* **Objective**
Reproduce the rows below, from the line containing "Crop-scouting request: mark the sky" through the last row, inclusive.

* **Information shown**
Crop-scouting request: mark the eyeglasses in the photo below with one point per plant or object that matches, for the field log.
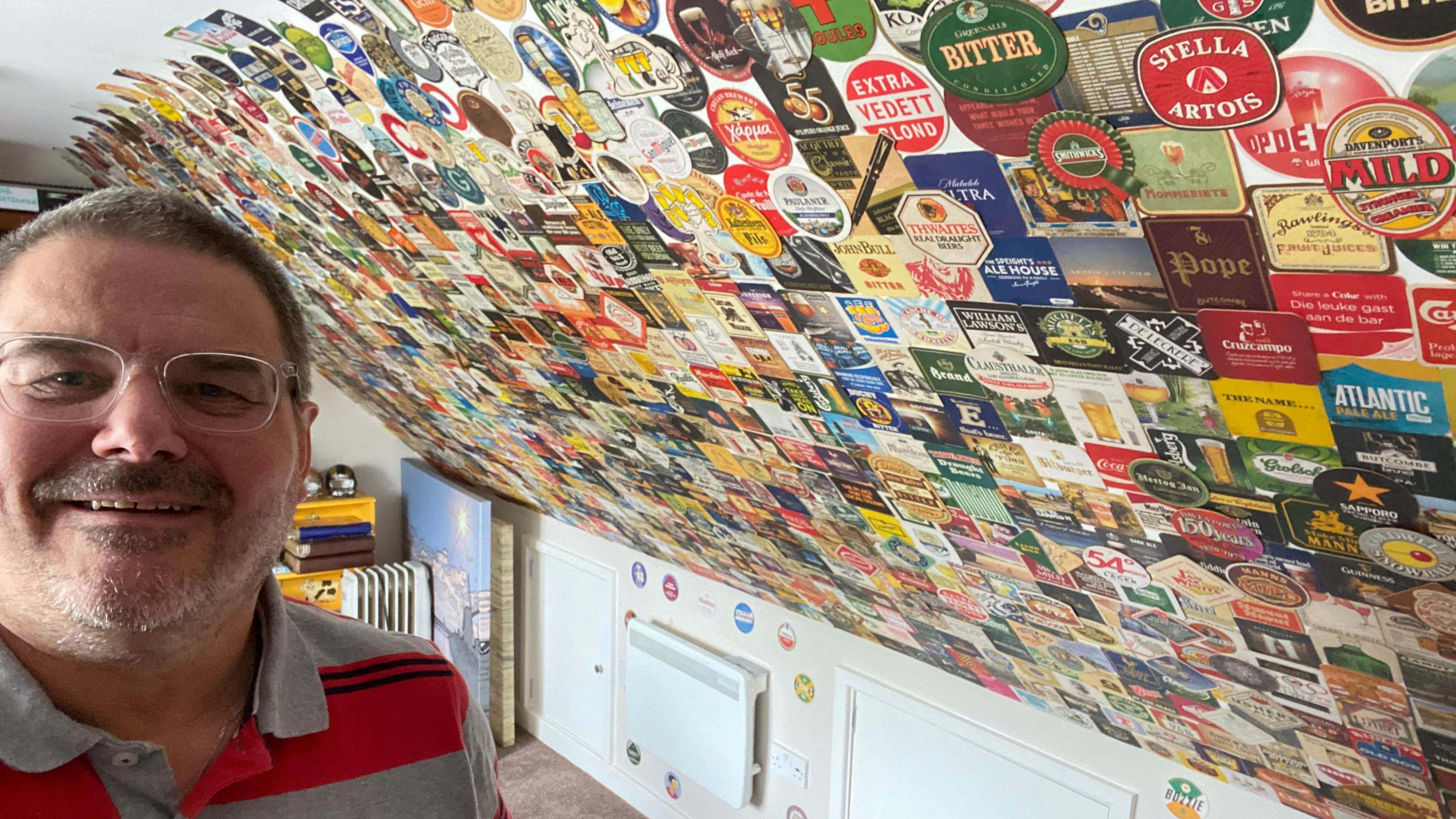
(66, 381)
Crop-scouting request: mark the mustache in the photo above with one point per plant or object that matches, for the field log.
(184, 483)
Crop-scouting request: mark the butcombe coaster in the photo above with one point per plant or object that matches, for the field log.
(1097, 355)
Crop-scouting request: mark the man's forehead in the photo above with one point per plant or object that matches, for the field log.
(137, 295)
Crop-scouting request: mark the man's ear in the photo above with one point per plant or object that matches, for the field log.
(305, 414)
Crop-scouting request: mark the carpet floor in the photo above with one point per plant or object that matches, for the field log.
(541, 784)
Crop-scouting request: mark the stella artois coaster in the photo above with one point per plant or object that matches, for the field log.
(1209, 78)
(1083, 154)
(1394, 24)
(1260, 346)
(1410, 554)
(1391, 167)
(993, 50)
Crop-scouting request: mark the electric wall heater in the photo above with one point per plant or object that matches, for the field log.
(394, 596)
(693, 709)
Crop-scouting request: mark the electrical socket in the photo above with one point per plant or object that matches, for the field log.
(790, 766)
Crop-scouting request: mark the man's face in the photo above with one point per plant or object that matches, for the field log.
(114, 573)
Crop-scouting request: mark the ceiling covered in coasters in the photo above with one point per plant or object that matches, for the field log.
(1092, 353)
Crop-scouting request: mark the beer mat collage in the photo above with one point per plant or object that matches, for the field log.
(1097, 355)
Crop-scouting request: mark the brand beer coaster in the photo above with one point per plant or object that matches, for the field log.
(809, 205)
(889, 97)
(1168, 483)
(1282, 22)
(993, 50)
(943, 228)
(1209, 78)
(1394, 24)
(1267, 585)
(749, 129)
(1083, 154)
(1410, 554)
(1391, 167)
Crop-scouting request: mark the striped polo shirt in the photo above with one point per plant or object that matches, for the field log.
(348, 723)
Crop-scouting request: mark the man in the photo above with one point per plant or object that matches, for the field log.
(154, 444)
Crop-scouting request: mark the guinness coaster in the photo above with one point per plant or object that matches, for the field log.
(1366, 496)
(1410, 554)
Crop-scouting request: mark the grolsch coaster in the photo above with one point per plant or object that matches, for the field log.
(1366, 496)
(1260, 346)
(1209, 78)
(1210, 263)
(1410, 554)
(993, 50)
(1071, 337)
(1168, 483)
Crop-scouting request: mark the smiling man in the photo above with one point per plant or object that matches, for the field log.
(154, 442)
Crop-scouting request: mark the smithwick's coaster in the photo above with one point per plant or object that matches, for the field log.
(1260, 346)
(1209, 78)
(1168, 483)
(1410, 554)
(1366, 496)
(1391, 167)
(1083, 154)
(993, 50)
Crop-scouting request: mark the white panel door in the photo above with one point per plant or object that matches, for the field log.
(897, 757)
(576, 618)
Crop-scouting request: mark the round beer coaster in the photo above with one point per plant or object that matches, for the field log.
(1267, 585)
(1366, 496)
(1282, 22)
(1209, 78)
(1390, 165)
(993, 50)
(1410, 554)
(1168, 483)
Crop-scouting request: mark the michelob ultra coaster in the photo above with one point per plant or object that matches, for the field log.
(1410, 554)
(1209, 78)
(993, 50)
(1391, 167)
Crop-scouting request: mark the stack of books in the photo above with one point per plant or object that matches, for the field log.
(327, 544)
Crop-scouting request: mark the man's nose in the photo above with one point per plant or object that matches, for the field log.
(140, 426)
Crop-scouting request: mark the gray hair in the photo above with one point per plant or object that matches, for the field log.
(166, 218)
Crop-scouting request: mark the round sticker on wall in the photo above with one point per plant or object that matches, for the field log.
(1410, 554)
(889, 97)
(1008, 372)
(1317, 86)
(749, 129)
(809, 205)
(1209, 78)
(707, 33)
(993, 50)
(1391, 167)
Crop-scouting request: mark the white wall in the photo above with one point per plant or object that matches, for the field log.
(807, 729)
(346, 433)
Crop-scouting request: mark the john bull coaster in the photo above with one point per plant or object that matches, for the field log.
(1083, 154)
(993, 50)
(1391, 167)
(1209, 78)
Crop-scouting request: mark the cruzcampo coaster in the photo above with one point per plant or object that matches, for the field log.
(993, 50)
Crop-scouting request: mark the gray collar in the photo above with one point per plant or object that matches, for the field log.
(36, 736)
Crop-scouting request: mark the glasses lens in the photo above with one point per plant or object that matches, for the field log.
(57, 380)
(222, 392)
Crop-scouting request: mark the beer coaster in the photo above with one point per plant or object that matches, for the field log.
(1410, 554)
(1209, 78)
(1260, 346)
(1366, 496)
(993, 50)
(1391, 167)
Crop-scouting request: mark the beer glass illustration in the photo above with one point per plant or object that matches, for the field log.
(1218, 457)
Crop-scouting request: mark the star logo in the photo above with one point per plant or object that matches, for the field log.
(1360, 490)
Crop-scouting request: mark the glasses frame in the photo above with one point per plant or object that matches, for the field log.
(283, 372)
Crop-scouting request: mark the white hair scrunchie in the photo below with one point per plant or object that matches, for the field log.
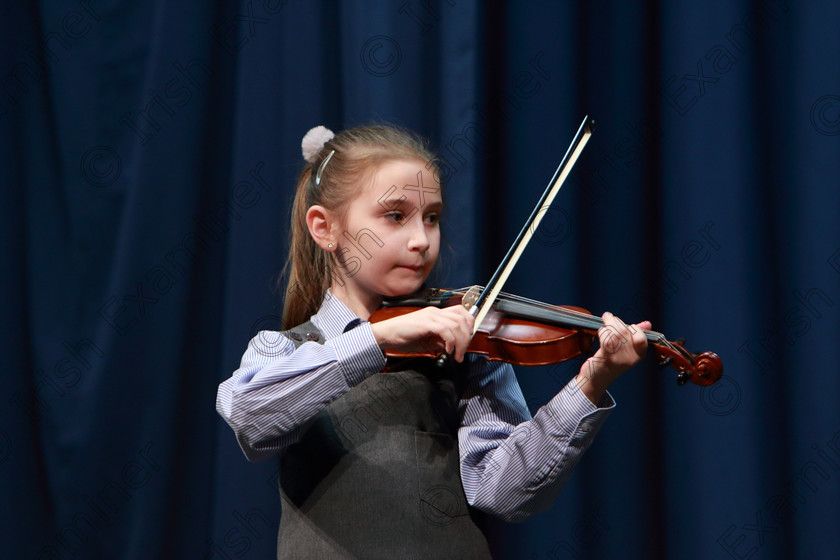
(313, 142)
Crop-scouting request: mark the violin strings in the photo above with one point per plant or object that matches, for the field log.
(575, 317)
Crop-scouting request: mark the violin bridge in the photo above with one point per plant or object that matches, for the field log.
(470, 297)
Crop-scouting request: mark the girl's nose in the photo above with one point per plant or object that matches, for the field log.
(418, 238)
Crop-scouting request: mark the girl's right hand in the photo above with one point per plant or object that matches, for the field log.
(433, 329)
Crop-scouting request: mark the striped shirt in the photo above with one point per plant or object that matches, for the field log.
(512, 465)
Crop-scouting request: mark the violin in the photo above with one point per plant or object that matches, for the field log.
(526, 332)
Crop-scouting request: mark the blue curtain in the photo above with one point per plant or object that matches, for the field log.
(148, 154)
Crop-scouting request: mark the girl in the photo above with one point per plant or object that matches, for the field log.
(390, 465)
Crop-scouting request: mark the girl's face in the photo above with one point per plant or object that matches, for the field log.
(390, 236)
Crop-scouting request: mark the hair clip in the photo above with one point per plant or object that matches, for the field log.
(322, 166)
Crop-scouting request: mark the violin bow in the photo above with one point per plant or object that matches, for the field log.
(481, 306)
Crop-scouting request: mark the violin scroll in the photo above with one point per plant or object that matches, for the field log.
(701, 369)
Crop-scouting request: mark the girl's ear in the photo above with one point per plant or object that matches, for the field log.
(321, 224)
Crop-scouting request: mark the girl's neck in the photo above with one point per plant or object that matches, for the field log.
(362, 305)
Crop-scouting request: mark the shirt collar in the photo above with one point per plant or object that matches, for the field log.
(333, 316)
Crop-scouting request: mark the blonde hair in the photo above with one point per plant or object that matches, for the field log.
(358, 153)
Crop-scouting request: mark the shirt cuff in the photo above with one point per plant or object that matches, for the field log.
(358, 354)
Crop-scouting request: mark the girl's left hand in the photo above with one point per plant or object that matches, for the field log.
(622, 347)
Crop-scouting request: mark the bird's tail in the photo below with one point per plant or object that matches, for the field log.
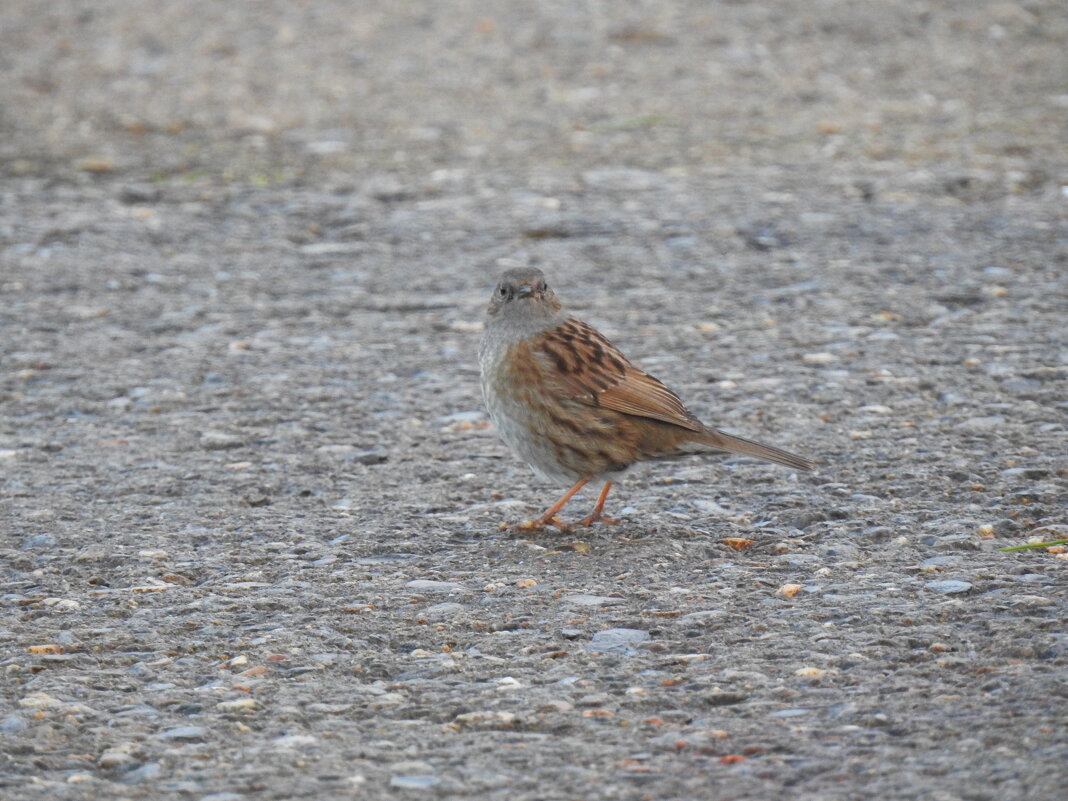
(728, 442)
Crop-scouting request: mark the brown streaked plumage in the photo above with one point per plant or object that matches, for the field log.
(569, 404)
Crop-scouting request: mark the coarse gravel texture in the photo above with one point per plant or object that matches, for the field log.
(250, 506)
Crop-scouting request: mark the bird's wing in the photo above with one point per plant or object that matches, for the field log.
(589, 367)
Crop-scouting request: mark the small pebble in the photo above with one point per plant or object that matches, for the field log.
(619, 641)
(433, 587)
(949, 586)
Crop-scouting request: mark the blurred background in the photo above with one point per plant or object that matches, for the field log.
(281, 91)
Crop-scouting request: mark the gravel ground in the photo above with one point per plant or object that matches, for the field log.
(250, 505)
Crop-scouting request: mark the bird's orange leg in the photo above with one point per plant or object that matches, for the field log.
(595, 516)
(550, 514)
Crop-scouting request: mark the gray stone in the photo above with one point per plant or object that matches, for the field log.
(426, 586)
(619, 641)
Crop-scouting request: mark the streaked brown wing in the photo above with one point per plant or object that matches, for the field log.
(589, 367)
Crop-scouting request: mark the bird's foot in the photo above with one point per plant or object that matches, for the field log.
(540, 523)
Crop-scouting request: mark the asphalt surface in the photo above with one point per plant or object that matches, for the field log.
(252, 513)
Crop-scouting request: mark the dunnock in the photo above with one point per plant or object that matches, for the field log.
(571, 406)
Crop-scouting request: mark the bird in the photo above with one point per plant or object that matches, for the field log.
(571, 406)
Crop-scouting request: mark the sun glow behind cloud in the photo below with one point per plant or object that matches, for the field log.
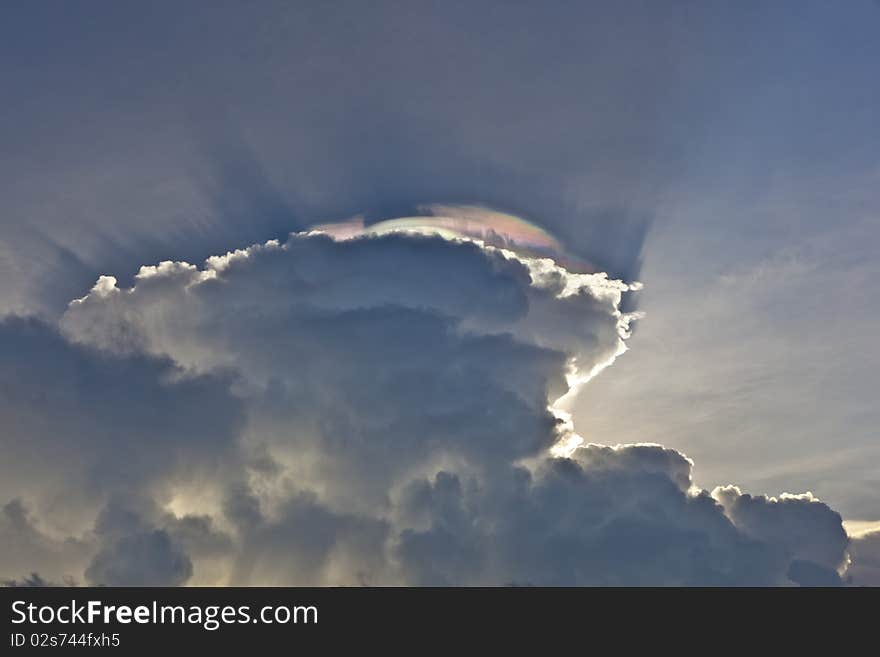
(545, 257)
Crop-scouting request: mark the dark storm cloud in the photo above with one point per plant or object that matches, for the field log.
(398, 415)
(865, 555)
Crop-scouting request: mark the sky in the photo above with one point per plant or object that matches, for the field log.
(383, 406)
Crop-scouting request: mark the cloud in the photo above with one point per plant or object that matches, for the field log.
(374, 410)
(865, 554)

* **Solution to this problem**
Crop-scouting request: mark the sky in the photo above with one point per plant or object that matches, for the field log.
(383, 406)
Crop-scouting request: mark the cloud in the photo above with one point per plant or object that matches, for the field log.
(374, 410)
(865, 554)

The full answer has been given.